→ **Texto do exercício**:
==*==
A partir dos depoimentos coletados no local e de fotos e vídeos, ele encaminhará, até segunda (15), um relatório ao Núcleo de Cidadania e Direitos Humanos da Defensoria Pública. Em agosto passado, o núcleo já havia classificado outra ação da GCM na cracolândia como abusiva.

Ferido em ação da PM e da GCM na cracolândia exibe marca feita por bala de borracha - Pastoral do Povo de Rua/Divulgação - Pastoral do Povo de Rua/Divulgação
Ferido em ação da PM e da GCM na cracolândia exibe marca feita por bala de borracha
Imagem: Pastoral do Povo de Rua/Divulgação

"Policial se sentiu desrespeitado e atirou"

Voluntário da Pastoral do Povo da Rua e morador das imediações, o atendente Vagner Moreira, 36, explicou que havia a informação, entre células de voluntários, de que a PM e a GCM estavam para agir. Por essa razão, explicou, ele foi até as proximidades do fluxo com outra voluntária.

Ele contou que os usuários foram dispersados na alameda Cleveland, onde passaram a se concentrar desde abril do ano passado, inicialmente para a limpeza do espaço –o que acontece todos os dias, de manhã e à tarde.

Ainda na alameda, relatou, “um policial se sentiu desrespeitado e deu um tiro para o alto”, momento em que os usuários começaram a correr no sentido da praça Princesa Isabel. A uma quadra da alameda, no entanto, estava a GCM, que os teria cercado.

“A GCM reagiu também com cassetetes e tiros de bala de borracha. Trataram pessoas doentes com se fossem marginais”, criticou Moreira.

"Parecia um treino de guerra", diz voluntária de pastoral

Também voluntária da pastoral presente à cracolândia, Nadina Grillo, 55, relatou o que, para ela, “parecia um treino de guerra”.

“Depois de toda a correria, ainda passou um carro da PM e atirou duas bombas na calçada, perto das tendas de atendimento aos usuários. Todos os dias essas pessoas têm sido pressionadas a sair dali, ao que parece”, complementou. “É desesperador.”

O coordenador da pastoral reforçou: “Essa violência toda é como uma ‘operação saturação’ para ver se os usuários desistem de ficar ali. Infelizmente, os interesses eleitorais e econômicos com quem domina o mercado imobiliário ali naquela região parecem estar acima de qualquer outro. Mas isso não faz acabar a cracolândia ou o tráfico: isso fere pessoas”, declarou Júlio Lancelotti. “As autoridades continuam usando o diapasão de guerra. Mas essa visão de guerra não tem resultados satisfatórios – e diversos países já perceberam isso”, definiu.
==*==
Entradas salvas
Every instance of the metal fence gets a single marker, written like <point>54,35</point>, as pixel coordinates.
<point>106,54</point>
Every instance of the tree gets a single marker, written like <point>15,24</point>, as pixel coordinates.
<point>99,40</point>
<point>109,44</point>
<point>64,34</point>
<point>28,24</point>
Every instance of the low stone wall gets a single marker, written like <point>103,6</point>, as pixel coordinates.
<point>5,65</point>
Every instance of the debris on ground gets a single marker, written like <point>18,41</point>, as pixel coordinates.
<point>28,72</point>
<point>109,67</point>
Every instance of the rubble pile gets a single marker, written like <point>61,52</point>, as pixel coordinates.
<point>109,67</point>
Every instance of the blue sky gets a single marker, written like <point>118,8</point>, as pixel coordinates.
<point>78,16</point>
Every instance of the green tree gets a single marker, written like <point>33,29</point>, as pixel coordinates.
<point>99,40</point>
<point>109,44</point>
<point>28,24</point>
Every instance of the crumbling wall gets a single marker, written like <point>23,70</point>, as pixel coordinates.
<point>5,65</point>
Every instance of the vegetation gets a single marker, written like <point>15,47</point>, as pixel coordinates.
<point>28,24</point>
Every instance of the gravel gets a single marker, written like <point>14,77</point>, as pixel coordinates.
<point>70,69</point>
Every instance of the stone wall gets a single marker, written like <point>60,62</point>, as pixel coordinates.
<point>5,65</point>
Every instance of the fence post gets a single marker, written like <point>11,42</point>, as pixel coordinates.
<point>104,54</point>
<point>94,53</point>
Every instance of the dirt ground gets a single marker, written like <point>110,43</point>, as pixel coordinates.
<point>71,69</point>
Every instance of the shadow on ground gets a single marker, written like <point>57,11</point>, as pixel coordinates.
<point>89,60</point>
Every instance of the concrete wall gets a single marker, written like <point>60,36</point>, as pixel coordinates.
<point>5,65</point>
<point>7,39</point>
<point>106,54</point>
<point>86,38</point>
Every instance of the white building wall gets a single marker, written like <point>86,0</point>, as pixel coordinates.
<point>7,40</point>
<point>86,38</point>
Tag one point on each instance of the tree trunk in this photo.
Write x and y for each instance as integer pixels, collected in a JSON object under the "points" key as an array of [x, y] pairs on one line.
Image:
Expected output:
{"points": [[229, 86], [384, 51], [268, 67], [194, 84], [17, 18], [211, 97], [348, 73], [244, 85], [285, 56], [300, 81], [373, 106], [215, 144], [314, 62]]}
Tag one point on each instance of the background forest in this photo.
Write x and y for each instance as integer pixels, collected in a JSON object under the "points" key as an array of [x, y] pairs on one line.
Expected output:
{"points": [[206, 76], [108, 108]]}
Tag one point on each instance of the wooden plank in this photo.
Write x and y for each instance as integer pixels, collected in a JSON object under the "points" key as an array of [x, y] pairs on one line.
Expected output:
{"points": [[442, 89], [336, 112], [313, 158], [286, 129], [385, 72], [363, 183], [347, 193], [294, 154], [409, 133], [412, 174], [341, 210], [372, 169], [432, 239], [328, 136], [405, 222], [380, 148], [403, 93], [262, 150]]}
==*==
→ **O que fazer**:
1) Segundo o texto sobre a cracolândia, em que local os usuários passaram a se concentrar desde abril do ano passado?
2) Transcreva o trecho do texto sobre a cracolândia que começa nas palavras "Voluntário da Pastoral" e termina após as palavras "os teria cercado.".
As linhas constituem material à parte, sem relação com o texto sobre a cracolândia.

→ **Respostas em ordem**:
1) Na alameda Cleveland.

2)
Voluntário da Pastoral do Povo da Rua e morador das imediações, o atendente Vagner Moreira, 36, explicou que havia a informação, entre células de voluntários, de que a PM e a GCM estavam para agir. Por essa razão, explicou, ele foi até as proximidades do fluxo com outra voluntária.

Ele contou que os usuários foram dispersados na alameda Cleveland, onde passaram a se concentrar desde abril do ano passado, inicialmente para a limpeza do espaço –o que acontece todos os dias, de manhã e à tarde.

Ainda na alameda, relatou, “um policial se sentiu desrespeitado e deu um tiro para o alto”, momento em que os usuários começaram a correr no sentido da praça Princesa Isabel. A uma quadra da alameda, no entanto, estava a GCM, que os teria cercado.